* Data shown
━━━━━━━━━━━━━━━━

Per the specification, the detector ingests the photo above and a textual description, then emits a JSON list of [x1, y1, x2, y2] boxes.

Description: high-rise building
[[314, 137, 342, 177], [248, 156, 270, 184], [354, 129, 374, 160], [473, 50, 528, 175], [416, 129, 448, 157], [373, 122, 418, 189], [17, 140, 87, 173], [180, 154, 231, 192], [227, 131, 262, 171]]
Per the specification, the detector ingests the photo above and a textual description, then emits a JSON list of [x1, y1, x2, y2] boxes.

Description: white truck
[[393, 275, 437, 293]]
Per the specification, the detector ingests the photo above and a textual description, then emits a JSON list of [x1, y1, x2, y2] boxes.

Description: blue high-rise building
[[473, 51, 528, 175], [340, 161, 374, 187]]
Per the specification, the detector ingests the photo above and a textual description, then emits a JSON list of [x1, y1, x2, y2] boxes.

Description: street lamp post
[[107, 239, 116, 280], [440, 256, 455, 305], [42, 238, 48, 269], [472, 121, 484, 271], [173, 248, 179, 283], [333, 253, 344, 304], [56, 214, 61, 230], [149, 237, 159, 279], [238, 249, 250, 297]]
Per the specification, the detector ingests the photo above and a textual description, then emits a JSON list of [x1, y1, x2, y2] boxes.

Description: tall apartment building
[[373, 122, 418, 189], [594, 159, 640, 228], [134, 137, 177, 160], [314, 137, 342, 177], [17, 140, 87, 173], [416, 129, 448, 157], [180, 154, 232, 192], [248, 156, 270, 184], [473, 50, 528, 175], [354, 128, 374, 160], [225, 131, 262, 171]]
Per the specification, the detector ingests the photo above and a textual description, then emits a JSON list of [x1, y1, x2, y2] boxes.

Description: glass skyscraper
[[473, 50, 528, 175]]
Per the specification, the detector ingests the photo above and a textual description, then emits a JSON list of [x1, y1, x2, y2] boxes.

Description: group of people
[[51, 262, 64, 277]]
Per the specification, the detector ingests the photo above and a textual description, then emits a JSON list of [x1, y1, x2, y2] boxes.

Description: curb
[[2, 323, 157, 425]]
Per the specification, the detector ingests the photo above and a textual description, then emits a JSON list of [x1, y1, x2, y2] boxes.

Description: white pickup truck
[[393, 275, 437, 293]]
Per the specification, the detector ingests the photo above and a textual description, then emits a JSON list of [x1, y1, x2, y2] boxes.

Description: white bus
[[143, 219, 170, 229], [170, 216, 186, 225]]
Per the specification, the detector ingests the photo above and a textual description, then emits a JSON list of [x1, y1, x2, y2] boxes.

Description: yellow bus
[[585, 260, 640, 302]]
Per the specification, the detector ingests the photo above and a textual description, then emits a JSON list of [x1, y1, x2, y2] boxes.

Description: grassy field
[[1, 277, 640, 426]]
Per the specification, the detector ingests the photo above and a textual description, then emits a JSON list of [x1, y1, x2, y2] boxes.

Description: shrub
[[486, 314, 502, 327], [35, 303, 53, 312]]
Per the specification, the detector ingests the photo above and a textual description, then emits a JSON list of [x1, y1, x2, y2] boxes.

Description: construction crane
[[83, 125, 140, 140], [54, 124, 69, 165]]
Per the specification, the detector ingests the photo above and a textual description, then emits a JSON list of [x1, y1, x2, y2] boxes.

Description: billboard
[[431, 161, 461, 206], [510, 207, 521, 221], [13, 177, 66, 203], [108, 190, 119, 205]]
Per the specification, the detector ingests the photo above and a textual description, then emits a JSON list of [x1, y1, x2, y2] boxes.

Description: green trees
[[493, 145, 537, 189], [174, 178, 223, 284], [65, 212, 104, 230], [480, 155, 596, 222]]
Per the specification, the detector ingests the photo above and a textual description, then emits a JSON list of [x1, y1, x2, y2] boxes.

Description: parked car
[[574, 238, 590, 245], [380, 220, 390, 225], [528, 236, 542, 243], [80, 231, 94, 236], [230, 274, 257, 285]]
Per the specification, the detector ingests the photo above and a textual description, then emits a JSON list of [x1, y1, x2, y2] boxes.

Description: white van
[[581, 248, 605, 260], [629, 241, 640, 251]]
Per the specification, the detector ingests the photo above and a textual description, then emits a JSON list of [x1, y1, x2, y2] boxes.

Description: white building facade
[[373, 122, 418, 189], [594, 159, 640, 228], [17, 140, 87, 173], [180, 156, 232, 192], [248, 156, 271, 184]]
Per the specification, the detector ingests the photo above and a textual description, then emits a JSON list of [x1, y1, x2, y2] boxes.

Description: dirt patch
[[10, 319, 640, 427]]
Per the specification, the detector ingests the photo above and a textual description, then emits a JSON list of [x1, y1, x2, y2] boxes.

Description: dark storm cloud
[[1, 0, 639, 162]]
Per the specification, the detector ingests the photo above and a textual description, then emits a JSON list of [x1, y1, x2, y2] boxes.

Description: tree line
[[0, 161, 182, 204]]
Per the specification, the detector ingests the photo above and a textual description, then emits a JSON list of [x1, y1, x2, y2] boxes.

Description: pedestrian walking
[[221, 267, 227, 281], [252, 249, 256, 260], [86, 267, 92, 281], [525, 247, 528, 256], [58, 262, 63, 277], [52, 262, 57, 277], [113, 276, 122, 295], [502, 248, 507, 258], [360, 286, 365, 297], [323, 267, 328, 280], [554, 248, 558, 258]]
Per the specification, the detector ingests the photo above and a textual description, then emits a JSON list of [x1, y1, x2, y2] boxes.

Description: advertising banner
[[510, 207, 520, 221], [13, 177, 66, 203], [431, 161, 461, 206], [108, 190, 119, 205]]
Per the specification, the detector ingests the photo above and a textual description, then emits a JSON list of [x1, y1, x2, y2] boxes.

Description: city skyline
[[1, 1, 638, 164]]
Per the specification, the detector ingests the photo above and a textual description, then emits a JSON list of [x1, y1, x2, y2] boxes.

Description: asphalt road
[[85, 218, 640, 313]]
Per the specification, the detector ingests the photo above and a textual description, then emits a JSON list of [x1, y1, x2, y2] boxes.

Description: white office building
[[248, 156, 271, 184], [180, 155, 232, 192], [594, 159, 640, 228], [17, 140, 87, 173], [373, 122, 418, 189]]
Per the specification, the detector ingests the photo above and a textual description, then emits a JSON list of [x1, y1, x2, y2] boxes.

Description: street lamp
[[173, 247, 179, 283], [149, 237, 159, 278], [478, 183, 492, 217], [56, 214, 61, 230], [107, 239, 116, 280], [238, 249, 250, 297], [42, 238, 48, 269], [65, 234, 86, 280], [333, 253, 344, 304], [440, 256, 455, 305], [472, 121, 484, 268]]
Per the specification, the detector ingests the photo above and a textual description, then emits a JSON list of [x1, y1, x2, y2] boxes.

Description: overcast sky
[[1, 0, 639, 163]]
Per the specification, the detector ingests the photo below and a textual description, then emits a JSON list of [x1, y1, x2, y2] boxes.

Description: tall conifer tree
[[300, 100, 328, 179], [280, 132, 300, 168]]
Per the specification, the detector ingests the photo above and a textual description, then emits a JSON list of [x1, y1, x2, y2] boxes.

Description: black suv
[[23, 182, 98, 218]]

━━━━━━━━━━━━━━━━

Take the entries above and transcribe them exactly.

* Solution to this task
Per the specification, the detector ingests the photo above and a textual description, then emits a JSON list of [x1, y1, x2, y2] boxes.

Description: high-rise building
[[314, 137, 342, 177], [248, 156, 270, 184], [354, 129, 374, 160], [473, 50, 528, 175], [416, 129, 448, 157], [373, 122, 418, 189], [17, 140, 87, 173], [180, 154, 231, 192], [227, 131, 262, 171]]
Per the specification, the detector ingests the photo above and a textual description, then emits a JSON list of [x1, y1, x2, y2] boxes.

Description: white truck
[[393, 275, 437, 293]]
Per the specification, the detector ingests the photo above and a textual description, then emits a JSON list of [x1, y1, x2, y2] boxes.

Description: blue high-rise building
[[473, 51, 528, 175], [340, 161, 374, 187]]
Per the specification, the detector ingests the photo above and a textual description, then emits a JSON list of [x1, y1, x2, y2] boxes.

Description: street lamp post
[[107, 239, 116, 280], [440, 256, 455, 305], [42, 238, 48, 269], [472, 121, 484, 271], [173, 248, 179, 283], [333, 253, 344, 304], [56, 214, 61, 230], [149, 237, 159, 279], [238, 249, 250, 297]]
Per the specification, the detector ingests the photo above and a textual description, then emits a JSON list of [x1, y1, x2, y2] boxes.

Description: tall apartment building
[[373, 122, 418, 189], [594, 159, 640, 228], [134, 137, 177, 160], [314, 137, 342, 177], [17, 140, 87, 173], [416, 129, 448, 157], [180, 154, 232, 192], [248, 156, 270, 184], [473, 50, 528, 175], [354, 128, 374, 160], [225, 131, 262, 171]]
Per the specification, the detector ingests the photo above and a textual description, then emits a JSON list of [x1, y1, x2, y2] boxes.

Description: glass skyscraper
[[473, 50, 528, 175]]
Per the specification, the detector ingests the photo above and a textual description, then emits a JSON list of [x1, y1, x2, y2] boxes.

Description: group of people
[[51, 262, 64, 277]]
Per the specification, the detector ingests the photo above and a textual description, then emits a JSON list of [x1, y1, x2, y2] boxes.

Description: curb
[[2, 323, 157, 425]]
Per the specification, the detector ingests the photo above and a textual description, then emits a JSON list of [x1, y1, x2, y2] boxes.

Description: white pickup truck
[[393, 275, 437, 293]]
Per the specification, the detector ingests the photo above and a textual description, then emits a JSON list of [x1, y1, x2, y2] boxes.

Description: white bus
[[143, 219, 170, 229], [170, 216, 186, 225]]
Per the specification, the detector ingests the photo above and a textual description, then emits a JSON list of [x1, y1, x2, y2] boxes.

Description: yellow bus
[[585, 260, 640, 302]]
Per the specification, the detector ingests the photo above and a textual description, then emits a JSON list of [x1, y1, x2, y2] boxes.

Description: grassy field
[[1, 277, 640, 426]]
Per the specification, the detector ingests the photo above and a textual description, then emits a JSON list of [x1, y1, x2, y2] boxes.

Description: shrub
[[486, 314, 502, 327], [35, 303, 53, 312]]
Per the specification, the detector ingests the photo above and a textual description, then emits a JSON list of [x1, y1, x2, y2] boxes.

Description: construction crane
[[83, 125, 140, 140], [54, 124, 69, 165]]
Per the specification, the detector ingests the photo above and a textual description, then emits a JSON list of [x1, y1, x2, y2] boxes.

Description: billboard
[[431, 161, 461, 206], [510, 207, 521, 221], [13, 177, 66, 203], [108, 190, 119, 205]]
Per the specification, the detector ingests the photo above and a textual description, then emits a JSON list of [x1, y1, x2, y2] boxes.

Description: green trees
[[493, 145, 537, 189], [174, 178, 223, 284], [65, 212, 104, 230], [480, 155, 596, 222]]
Per the specification, the detector ingests the photo above and a textual description, then emits a JSON list of [x1, y1, x2, y2] boxes.

Description: parked car
[[574, 238, 590, 245], [380, 220, 390, 225], [528, 236, 542, 243], [80, 231, 94, 236], [230, 274, 257, 285]]
Per the specification, the detector ingests the photo above and a textual description, then emits a JSON list of [x1, y1, x2, y2] boxes.

Description: white van
[[581, 248, 605, 260], [629, 241, 640, 251]]
Per the specification, the detector ingests the photo above and a textual description, then emits a JSON list of [x1, y1, x2, y2] boxes.

Description: white building facade
[[373, 122, 418, 189], [594, 159, 640, 228], [17, 140, 87, 173], [180, 156, 232, 192], [248, 156, 271, 184]]
Per the specification, the detector ingests the photo above and a textual description, then emits a JSON list of [x1, y1, x2, y2] boxes.

Description: dirt patch
[[10, 319, 640, 427]]
Per the specification, the detector ingests the photo above and a textual description, then emits a JSON list of [x1, y1, x2, y2] boxes.

Description: dark storm cloud
[[1, 0, 639, 162]]
Per the specification, the detector ingests the photo above and a textual description, then emits a JSON list of [x1, y1, x2, y2] boxes.

Description: tree line
[[0, 161, 182, 204]]
Per the specification, the detector ingests the photo above and a textual description, then emits a JSON list of [x1, y1, x2, y2] boxes.

Description: pedestrian walking
[[221, 267, 227, 281], [252, 249, 256, 260], [86, 267, 92, 281], [525, 247, 528, 256], [58, 262, 63, 277], [52, 262, 57, 277], [113, 276, 122, 295], [502, 248, 507, 258], [360, 286, 365, 297], [323, 267, 328, 280], [554, 248, 558, 258]]
Per the specification, the detector ingests the photo above and a textual description, then emits a JSON list of [x1, y1, x2, y2] boxes.

Description: advertising banner
[[510, 207, 520, 221], [13, 177, 66, 203], [431, 161, 461, 206], [108, 190, 119, 205]]
Per the specification, the detector ingests the photo above and a textual description, then emits a JSON list of [x1, y1, x2, y2] boxes.

Description: city skyline
[[1, 1, 638, 164]]
Per the specification, the detector ingests the photo above and a textual description, then emits a JSON list of [x1, y1, x2, y2] boxes.

Description: asphalt road
[[85, 218, 640, 313]]
Per the specification, the detector ingests the photo above and a textual description, then emits a JSON list of [x1, y1, x2, y2] boxes.

Description: white office building
[[248, 156, 271, 184], [180, 155, 232, 192], [594, 159, 640, 228], [17, 140, 87, 173], [373, 122, 418, 189]]
Per the specification, the detector ingests the photo above and a textual description, then emits a JSON list of [x1, y1, x2, y2] boxes.

Description: street lamp
[[173, 247, 179, 283], [149, 237, 159, 278], [478, 183, 492, 217], [56, 214, 61, 230], [107, 239, 116, 280], [238, 249, 250, 297], [42, 238, 48, 269], [65, 234, 86, 280], [333, 253, 344, 304], [440, 256, 455, 305], [472, 121, 484, 268]]
Per the specification, the detector ingests the photo above and a textual description, then emits a JSON list of [x1, y1, x2, y2] boxes.

Description: overcast sky
[[1, 0, 639, 163]]
Per the specification, the detector ingests the photo below and a textual description, then emits a JSON list of [x1, y1, x2, y2] boxes.

Description: tall conifer tree
[[300, 100, 328, 179], [280, 132, 300, 168]]
Per the specification, the detector ingests the photo above and a textual description, then emits a JSON list of [x1, y1, x2, y2] boxes.

Description: black suv
[[23, 182, 98, 218]]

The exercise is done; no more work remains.